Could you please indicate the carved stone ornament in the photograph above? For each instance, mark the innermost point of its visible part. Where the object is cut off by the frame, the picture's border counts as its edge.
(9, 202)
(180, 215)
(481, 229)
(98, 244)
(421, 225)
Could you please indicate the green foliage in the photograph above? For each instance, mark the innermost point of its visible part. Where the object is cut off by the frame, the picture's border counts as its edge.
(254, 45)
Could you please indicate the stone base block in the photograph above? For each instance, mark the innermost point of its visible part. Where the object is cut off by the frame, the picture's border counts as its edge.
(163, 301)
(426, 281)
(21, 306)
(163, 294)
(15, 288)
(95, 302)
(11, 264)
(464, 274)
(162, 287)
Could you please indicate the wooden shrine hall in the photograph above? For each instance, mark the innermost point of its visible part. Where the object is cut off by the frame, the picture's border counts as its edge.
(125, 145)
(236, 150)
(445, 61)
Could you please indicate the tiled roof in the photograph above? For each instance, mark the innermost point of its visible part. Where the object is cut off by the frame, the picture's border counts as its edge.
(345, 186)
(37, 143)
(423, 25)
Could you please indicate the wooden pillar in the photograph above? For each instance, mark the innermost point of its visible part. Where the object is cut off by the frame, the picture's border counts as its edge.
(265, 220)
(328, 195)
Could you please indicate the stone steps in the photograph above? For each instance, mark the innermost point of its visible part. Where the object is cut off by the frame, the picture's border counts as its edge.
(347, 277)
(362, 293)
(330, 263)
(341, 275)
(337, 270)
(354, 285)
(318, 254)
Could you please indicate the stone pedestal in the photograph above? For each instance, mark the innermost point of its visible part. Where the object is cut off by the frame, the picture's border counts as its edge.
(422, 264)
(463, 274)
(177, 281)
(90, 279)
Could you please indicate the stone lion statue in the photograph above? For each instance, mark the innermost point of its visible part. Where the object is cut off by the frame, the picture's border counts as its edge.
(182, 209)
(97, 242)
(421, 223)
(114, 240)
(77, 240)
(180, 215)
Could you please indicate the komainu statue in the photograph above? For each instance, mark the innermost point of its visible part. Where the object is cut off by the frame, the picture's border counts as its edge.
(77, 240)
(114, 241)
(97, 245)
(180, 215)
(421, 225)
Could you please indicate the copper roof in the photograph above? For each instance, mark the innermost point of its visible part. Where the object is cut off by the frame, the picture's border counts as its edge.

● ● ● ●

* Task details
Update the material by changing each "photograph" to "image" and leaving everything else as it is.

* Answer to the problem
Could you please indicate the carved stone ornament in the image above? For each instance, mark the innermost point of its visible part. Where the object is cut off by the frame, the picture's border counts as its edge.
(9, 202)
(180, 215)
(481, 229)
(98, 244)
(421, 225)
Could you please indicate the green foliage in the image above? For each instance, mark the innermost point of its visible part. Where the object is cut off by the frame, the picture's border counts as its edge.
(254, 45)
Could you please indicate the stone base block in the image above? For each instance, mark the innermost point of its visible part. Where the object is cut off by the frame, the picture's border counts as its edge.
(163, 301)
(426, 281)
(21, 306)
(163, 294)
(15, 288)
(95, 302)
(11, 264)
(464, 274)
(162, 287)
Could you please indicate the wooden shrine hall in the image above? For each instance, mark the innermost point of its visible part. Where the object is cut off by the frame, the picture's border counts as its edge.
(125, 145)
(236, 150)
(445, 61)
Could you please indicate the tiled roof in the image above? For each instance, mark the innermost point of its visible part. Where the object is cut off by the frame, the picture's border counts as its edge.
(345, 186)
(37, 143)
(423, 25)
Could you please indicate the wooden pillar in the image above? For each instance, mark the innermost point of its visible part. Where the object is cut off by the frame, the picture's border counts as its edge.
(265, 220)
(328, 195)
Could you please indicate the stone steps in the image above? For each instance, mark the innermost point of its visible part. Where the object is cut off by the frame, the picture's border counts as its edge.
(347, 277)
(362, 293)
(330, 263)
(341, 275)
(337, 270)
(354, 285)
(318, 254)
Could you please indicate the stone pedestal in the image above? For each instance, mark the innermost point of its visible part. Where the object is cut off by the frame, the picture's border counts as its edge.
(422, 264)
(463, 274)
(177, 281)
(90, 279)
Could you please indicate the stone lion statue in the image above? For each instance, mark the innermost point of its visible part. Where the object is cut off by the frame, the picture's border counts as its edge.
(182, 209)
(97, 242)
(421, 223)
(114, 240)
(77, 240)
(180, 215)
Could you please indicate the komainu statue in the image above? For each instance, mark the innermost point of its visible part. Where the object is cut off by the frame, the picture's border counts as its edge.
(77, 240)
(114, 241)
(97, 245)
(180, 215)
(421, 225)
Could you please indicate the copper roof in the image above? For each instance, mark the innermost point of its visible part. Where the object is cut off by the frame, the picture's border counts as its edge.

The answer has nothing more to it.